Goal of the exercise = Range to reproduce from the entries below: the line with "Target: person in blue shirt", the line with "Target: person in blue sweater", and every line in between. Give them exactly and give nothing else.

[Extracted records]
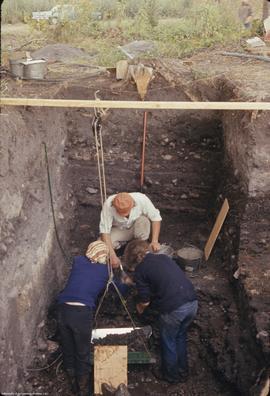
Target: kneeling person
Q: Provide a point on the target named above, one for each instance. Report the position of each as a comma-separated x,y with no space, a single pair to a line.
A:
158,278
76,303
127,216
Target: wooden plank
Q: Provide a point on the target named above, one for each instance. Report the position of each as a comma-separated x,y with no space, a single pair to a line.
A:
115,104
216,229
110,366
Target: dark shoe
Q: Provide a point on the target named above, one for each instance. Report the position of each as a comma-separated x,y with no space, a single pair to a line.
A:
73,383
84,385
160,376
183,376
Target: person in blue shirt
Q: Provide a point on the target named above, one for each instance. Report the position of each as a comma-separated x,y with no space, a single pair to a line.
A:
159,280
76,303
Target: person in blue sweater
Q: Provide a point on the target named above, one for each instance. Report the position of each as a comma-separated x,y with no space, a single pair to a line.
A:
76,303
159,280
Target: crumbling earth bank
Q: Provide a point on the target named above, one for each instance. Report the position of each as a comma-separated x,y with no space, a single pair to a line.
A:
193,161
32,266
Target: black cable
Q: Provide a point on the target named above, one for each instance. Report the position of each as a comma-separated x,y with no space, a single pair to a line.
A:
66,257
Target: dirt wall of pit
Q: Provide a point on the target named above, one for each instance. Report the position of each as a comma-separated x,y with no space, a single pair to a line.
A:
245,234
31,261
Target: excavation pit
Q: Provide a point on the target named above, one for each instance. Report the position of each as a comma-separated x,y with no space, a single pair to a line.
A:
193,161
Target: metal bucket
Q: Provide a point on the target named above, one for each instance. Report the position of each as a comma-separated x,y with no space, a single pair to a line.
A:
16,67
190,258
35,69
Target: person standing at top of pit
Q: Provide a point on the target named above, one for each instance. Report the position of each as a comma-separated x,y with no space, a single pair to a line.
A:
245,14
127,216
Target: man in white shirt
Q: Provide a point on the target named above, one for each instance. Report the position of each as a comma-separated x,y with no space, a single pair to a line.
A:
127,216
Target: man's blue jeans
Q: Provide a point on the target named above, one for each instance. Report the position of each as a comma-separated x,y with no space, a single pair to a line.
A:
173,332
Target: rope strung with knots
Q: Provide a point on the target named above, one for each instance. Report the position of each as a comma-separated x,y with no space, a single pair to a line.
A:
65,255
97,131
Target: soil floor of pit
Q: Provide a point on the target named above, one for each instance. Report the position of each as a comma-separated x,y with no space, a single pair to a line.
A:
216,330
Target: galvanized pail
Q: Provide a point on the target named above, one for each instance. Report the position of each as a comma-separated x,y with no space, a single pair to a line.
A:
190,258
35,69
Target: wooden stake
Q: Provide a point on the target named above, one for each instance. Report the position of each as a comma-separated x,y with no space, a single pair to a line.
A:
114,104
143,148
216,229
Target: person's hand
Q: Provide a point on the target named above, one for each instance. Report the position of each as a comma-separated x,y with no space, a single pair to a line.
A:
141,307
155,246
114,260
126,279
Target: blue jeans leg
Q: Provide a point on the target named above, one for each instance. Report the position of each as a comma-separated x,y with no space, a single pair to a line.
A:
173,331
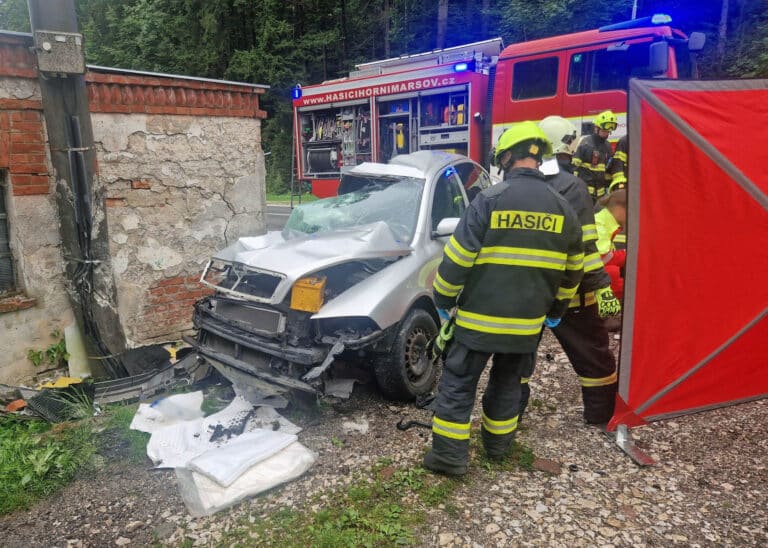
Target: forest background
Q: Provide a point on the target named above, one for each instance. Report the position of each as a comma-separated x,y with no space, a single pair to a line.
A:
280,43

Output of the task =
Target: person in blue shirt
Q: Provide a point on the target named above, one for each instance. Report the position of each as a comma-separated x,y with no space, a single pair to a line.
A:
159,280
76,303
Target: person in blue sweater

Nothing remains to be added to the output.